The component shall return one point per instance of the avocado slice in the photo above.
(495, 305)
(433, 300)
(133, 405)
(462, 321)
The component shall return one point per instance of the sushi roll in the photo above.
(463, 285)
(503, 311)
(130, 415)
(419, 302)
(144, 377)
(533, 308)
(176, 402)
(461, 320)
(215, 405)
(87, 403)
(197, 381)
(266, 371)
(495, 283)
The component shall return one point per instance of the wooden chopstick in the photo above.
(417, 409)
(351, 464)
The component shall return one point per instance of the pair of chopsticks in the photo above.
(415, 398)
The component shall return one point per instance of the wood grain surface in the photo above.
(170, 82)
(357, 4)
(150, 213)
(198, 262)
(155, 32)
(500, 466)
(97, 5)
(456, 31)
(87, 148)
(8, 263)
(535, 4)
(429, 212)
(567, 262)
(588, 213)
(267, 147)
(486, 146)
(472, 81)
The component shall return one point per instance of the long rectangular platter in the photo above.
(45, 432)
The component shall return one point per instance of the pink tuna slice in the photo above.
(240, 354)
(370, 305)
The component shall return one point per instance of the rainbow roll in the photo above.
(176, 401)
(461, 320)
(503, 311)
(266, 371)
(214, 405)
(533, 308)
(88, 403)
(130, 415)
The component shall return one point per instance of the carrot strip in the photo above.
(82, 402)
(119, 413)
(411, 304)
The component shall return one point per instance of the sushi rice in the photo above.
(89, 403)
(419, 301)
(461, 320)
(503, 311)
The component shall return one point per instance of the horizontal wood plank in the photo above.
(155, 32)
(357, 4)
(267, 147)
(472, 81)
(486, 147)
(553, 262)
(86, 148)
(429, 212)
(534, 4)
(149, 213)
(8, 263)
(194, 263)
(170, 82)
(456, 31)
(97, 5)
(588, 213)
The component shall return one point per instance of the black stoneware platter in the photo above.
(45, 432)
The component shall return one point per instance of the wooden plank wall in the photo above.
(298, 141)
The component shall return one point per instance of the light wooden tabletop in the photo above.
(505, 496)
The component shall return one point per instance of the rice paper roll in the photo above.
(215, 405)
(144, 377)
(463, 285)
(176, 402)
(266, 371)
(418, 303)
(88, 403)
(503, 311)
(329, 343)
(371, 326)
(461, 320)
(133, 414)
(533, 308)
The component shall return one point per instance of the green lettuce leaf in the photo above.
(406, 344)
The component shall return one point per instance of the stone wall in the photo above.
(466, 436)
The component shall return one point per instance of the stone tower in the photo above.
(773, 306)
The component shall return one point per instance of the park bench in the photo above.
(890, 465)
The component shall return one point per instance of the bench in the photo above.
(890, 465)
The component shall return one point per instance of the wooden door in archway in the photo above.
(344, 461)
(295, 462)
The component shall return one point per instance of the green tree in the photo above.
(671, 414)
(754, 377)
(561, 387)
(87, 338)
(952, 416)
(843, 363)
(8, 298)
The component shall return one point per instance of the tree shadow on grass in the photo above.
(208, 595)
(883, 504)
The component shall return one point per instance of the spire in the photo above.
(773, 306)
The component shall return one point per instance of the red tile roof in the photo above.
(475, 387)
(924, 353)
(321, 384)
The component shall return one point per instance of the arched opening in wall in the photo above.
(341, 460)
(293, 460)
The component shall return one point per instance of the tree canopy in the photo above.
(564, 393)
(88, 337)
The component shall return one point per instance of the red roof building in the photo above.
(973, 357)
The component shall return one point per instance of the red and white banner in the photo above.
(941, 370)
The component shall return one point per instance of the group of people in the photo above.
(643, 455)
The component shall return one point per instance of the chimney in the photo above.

Exercise:
The required output is the full set of entries, reproduced verbatim.

The answer:
The component shall return one point per instance of the avocado slice in the photo above.
(495, 305)
(433, 300)
(133, 405)
(462, 321)
The component shall return one point per instance of the sushi roll in the photo above.
(463, 285)
(503, 311)
(130, 415)
(419, 302)
(144, 377)
(533, 308)
(176, 402)
(461, 320)
(215, 405)
(87, 403)
(197, 381)
(266, 371)
(495, 283)
The component shall return one point per instance of the wooden chopstick in the photo above.
(417, 409)
(351, 464)
The component shall return one point per instance of the pair of chopsticks in the photo above.
(415, 398)
The component shall return one point per instance of the wood grain surface in the photo above.
(170, 82)
(357, 4)
(150, 213)
(198, 262)
(155, 32)
(500, 466)
(97, 5)
(456, 31)
(87, 148)
(8, 263)
(535, 4)
(429, 212)
(567, 262)
(588, 213)
(267, 147)
(486, 146)
(472, 81)
The component shall return one point per instance of the long rectangular platter in the photo above.
(45, 432)
The component shall return one point per instance of the pink tuna slice in the photo above.
(240, 354)
(370, 305)
The component shall return one point per instance of the rainbow roll in the photo above.
(176, 401)
(461, 320)
(503, 311)
(266, 371)
(214, 405)
(533, 308)
(88, 403)
(130, 415)
The component shall return one point per instance of the carrot strip in the photo above.
(82, 402)
(119, 413)
(411, 304)
The component shall return one point per instance of the sushi rice in the photo above.
(89, 403)
(419, 301)
(461, 320)
(503, 311)
The component shall return one point per instance of the horizontal wood plank in the photo above.
(155, 32)
(357, 4)
(267, 147)
(472, 81)
(486, 147)
(553, 262)
(86, 148)
(429, 212)
(534, 4)
(149, 213)
(8, 263)
(194, 263)
(170, 82)
(456, 31)
(97, 5)
(588, 213)
The component shall return one point per instance of the black stoneware platter in the photo above.
(45, 432)
The component shall return one point per instance of the wooden plank wall in the photo above.
(298, 141)
The component shall return one point per instance of the light wooden tabletop in the photo above.
(505, 496)
The component shall return one point per instance of the rice paper roll in the photo above.
(215, 405)
(144, 377)
(463, 285)
(176, 402)
(266, 371)
(418, 303)
(88, 403)
(503, 311)
(329, 343)
(371, 326)
(461, 320)
(133, 414)
(533, 308)
The component shall return one point per instance of the green lettuce leaf in the photo above.
(406, 344)
The component shall return one point per instance of the stone wall in the photo above.
(466, 436)
The component shall return one point per instance of the stone tower in the photo above.
(773, 306)
The component shall return one point per instance of the park bench in the photo above.
(890, 465)
The component shall return one point per instance of the bench in the photo above.
(890, 465)
The component shall return one point per instance of the wooden door in archway in the photo above.
(344, 461)
(295, 462)
The component shall return one point per instance of the green tree in the photo above.
(671, 414)
(754, 377)
(561, 387)
(87, 338)
(952, 416)
(843, 363)
(8, 298)
The component shall return one point per instance of the tree shadow on grass in the photo above.
(208, 595)
(883, 504)
The component shall return one point per instance of the spire in the photo above.
(773, 306)
The component shall return one point per instance of the red tile roof in the photo above.
(475, 387)
(924, 353)
(321, 384)
The component shall return one point per instance of the arched opening in wall in the photo above.
(341, 460)
(293, 460)
The component shall return one point per instance of the tree canopy in the photo above.
(564, 393)
(88, 337)
The component shall return one point per instance of the red roof building in the photo above.
(973, 357)
The component shall return one point per instance of the red and white banner in the photo above.
(941, 370)
The component shall return one point per instance of the group of people in the photo above.
(643, 455)
The component shall return one point per instance of the chimney in the photo above.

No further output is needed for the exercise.